У Твардовского была не очень свойственная советскому литератору черта — он редко, но искренне и независтливо радовался открытым им новым талантам. Влюблялся в автора. Правда, любви его хватало ненадолго. Всех без исключения потом разлюблял. <…> он часто боролся с тем, что ему больше всего нравилось.

  •  

«Один день Ивана Денисовича» <…> вселил надежды в одних, страх в других, а страх бывает порой причиной смелых поступков, каким был заговор партийной верхушки против Хрущёва. Кажется, в списке обвинений при свержении Хрущёва в 1964 году публикация «Ивана Денисовича» не значилась, но у меня нет сомнений, что она была не последней причиной объединения заговорщиков.

  •  

Дело было в <…> «Новом мире», вероятно, в начале 1970 года. <…> зашел туда Солженицын, уже, перед Нобелевской премией, очень знаменитый, в заграничной вязаной кацавейке и с рыжеватой, только что им отращенной «шкиперской» бородой без усов (как мне потом подумалось, приспосабливал лицо к западным телеэкранам). «Ну и как?» — спросил он у дам, вертя головой, чтобы можно было рассмотреть обрамление со всех сторон. Дамы захлопотали, рассыпались в комплиментах: «Ах, Александр Исаевич, у вас такой мужественный вид!»
И тут чёрт меня дёрнул за язык. Моего мнения никто не спрашивал, а я возьми и скажи: «Александр Исаевич, не идёт вам эта борода, вы в ней похожи на битника».
Он ничего не ответил, но так гневно сверкнул на меня глазами, что я подумал: этой фразы он никогда не забудет. Я, правда, не знал тогда, что этой бородой его очень корил Твардовский, подозревая, что она отращивается для маскировочной цели.

  •  

Сразу же было приложено к нему звание (все слова с большой буквы) Великого Писателя Земли Русской. Некоторых и до него высоко ценили, но не настолько же. Про [некоторых] время от времени говорили «писатель номер один», но этот сразу поднялся над всеми первыми номерами и был единственным не таким, как все, и великим. Лев Толстой — меньшей фигуры для сравнения ему не находили и стали говорить, что все у нас в литературе и в общественной жизни переменилось, перевернулось, при таком матером человечище уже нельзя писать по-старому, да и жить, как раньше, нельзя.

  •  

… в Советском государстве никто не должен был быть умнее ныне живущего генерального секретаря ЦК КПСС и иметь большее влияние на умы, чем сам генсек и основоположники марксизма-ленинизма. Это влияние партией устанавливалось, дозировалось, и при нарушении дозировки вожди КПСС начинали тревожиться.
────────────────
Что требуется —
#1 Кого из людей отрывок называет по фамилии? Перечислите всех.
#2 Кто, согласно отрывку, сильно корил Солженицына за бороду?

Исходные данные —
────────────────
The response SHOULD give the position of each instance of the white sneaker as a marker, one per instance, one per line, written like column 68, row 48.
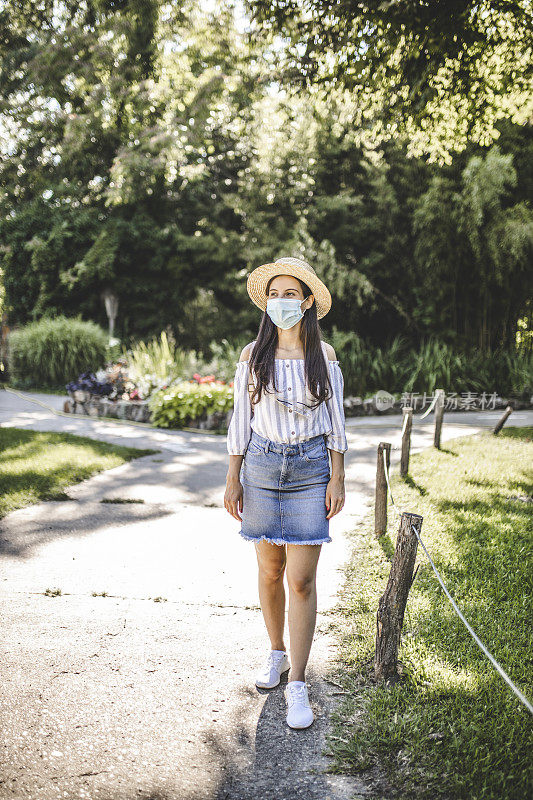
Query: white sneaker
────────────────
Полные решения —
#1 Твардовский, Хрущёв, Солженицын, Лев Толстой.

#2 Твардовский.